INPUT DATA START

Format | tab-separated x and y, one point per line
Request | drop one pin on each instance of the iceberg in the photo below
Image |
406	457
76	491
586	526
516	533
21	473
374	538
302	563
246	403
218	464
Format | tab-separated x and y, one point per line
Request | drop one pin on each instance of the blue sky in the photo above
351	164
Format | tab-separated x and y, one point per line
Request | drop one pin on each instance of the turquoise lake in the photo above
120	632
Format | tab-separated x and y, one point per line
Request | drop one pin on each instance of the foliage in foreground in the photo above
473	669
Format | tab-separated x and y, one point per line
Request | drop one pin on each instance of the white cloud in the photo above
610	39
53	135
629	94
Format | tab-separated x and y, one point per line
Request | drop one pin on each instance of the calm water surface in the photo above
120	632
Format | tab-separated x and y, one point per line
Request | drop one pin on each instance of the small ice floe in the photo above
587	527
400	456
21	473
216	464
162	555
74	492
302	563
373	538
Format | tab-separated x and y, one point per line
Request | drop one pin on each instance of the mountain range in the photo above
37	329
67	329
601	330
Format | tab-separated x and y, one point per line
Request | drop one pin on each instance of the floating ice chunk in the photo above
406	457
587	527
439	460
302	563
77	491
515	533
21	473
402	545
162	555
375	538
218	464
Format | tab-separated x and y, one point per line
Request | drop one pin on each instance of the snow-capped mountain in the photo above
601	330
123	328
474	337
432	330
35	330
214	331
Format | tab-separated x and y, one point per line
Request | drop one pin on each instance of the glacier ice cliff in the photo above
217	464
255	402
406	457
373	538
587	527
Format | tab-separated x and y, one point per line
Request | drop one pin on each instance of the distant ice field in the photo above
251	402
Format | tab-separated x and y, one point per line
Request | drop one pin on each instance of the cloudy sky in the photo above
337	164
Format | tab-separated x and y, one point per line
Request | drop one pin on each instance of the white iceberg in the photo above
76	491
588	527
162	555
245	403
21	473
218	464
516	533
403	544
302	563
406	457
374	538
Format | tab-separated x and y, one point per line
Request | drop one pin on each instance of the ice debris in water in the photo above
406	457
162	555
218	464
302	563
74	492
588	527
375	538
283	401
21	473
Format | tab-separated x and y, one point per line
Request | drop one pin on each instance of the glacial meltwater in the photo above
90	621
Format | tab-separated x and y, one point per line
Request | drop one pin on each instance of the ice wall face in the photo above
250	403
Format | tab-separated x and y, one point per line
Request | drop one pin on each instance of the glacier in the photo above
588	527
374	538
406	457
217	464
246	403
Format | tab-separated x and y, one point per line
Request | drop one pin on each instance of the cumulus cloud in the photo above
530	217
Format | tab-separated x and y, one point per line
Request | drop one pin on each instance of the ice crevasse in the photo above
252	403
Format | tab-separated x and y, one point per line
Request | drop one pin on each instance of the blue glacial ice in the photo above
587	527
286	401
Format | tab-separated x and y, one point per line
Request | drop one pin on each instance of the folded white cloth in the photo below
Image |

INPUT DATA END

■ **WHAT YOU HAVE TO DO**
Each line of the data is to be transcribed exactly, with nothing left out.

■ **TASK SOLUTION**
Format | tab-separated x and y, one point per line
Request | drop one pin on each instance of the iceberg in the photo below
Image |
406	457
76	491
586	526
516	533
21	473
374	538
302	563
246	403
218	464
Format | tab-separated x and y, one point per line
Request | drop one pin on each instance of the blue sky in the photo above
351	164
Format | tab-separated x and y, one point per line
Request | drop one pin on each instance of the turquoise lake in the photo above
120	632
Format | tab-separated x and y, one point per line
Request | drop one pin on each instance of the foliage in foreground in the photo above
473	669
Format | tab-separated x and y, one point per line
Request | drop one pin on each instance of the white cloud in the photo above
610	39
53	135
629	94
Format | tab-separated x and y, one point per line
Request | drop one pin on each instance of the calm water surface in the photo above
120	632
Format | tab-separated x and y, one point per line
Request | drop one pin on each instance of the small ice floe in the photo above
587	527
400	456
21	473
216	464
162	555
74	492
302	563
373	538
Format | tab-separated x and y, one point per line
Request | drop one pin on each instance of the mountain range in the photo above
37	329
67	329
601	330
Format | tab-separated x and y, one point per line
Request | drop one pin on each instance of the floating ice chunk in the photo above
406	457
587	527
439	460
302	563
77	491
515	533
21	473
402	545
162	555
375	538
218	464
Format | tab-separated x and y, one point per line
Request | drop one pin on each instance of the snow-capped mountain in the photo above
601	330
123	328
474	337
432	330
35	330
214	331
Format | tab-separated x and y, one point per line
Request | drop one pin on each instance of the glacier ice cliff in the photo above
217	464
255	402
406	457
373	538
587	527
Format | tab-separated x and y, one point per line
Request | drop one pin on each instance of the distant ice field in the photo above
251	402
Format | tab-separated x and y, one point per line
Request | drop one pin on each instance of the cloudy sky in the photo above
337	164
Format | tab-separated x and y, one point per line
Request | drop one pin on each instance of the white iceberg in the photo above
76	491
588	527
162	555
245	403
21	473
218	464
516	533
403	544
302	563
406	457
374	538
Format | tab-separated x and y, one point per line
Request | drop one pin on each instance of the ice debris in water in the photo above
406	457
162	555
218	464
302	563
74	492
588	527
375	538
283	401
21	473
Format | tab-separated x and y, one point per line
Request | drop one pin on each instance of the glacial meltwater in the photo above
90	621
Format | tab-separated x and y, one point per line
Request | drop one pin on each instance of the ice wall face in the photo above
250	403
Format | tab-separated x and y, one point per line
Request | drop one pin on each instance of the glacier in the photo above
588	527
374	538
406	457
217	464
246	403
Format | tab-separated x and y, one point per line
Request | drop one pin on each instance of the cumulus cloud in the photo above
530	217
Format | tab-separated x and y, one point per line
Request | drop one pin on each instance of the ice crevasse in the photo above
252	403
Format | tab-separated x and y, one point per line
Request | drop one pin on each instance of the blue glacial ice in the photo above
587	527
286	401
Format | tab-separated x and y, one point per line
Request | drop one pin on each instance of the folded white cloth in the photo below
Image |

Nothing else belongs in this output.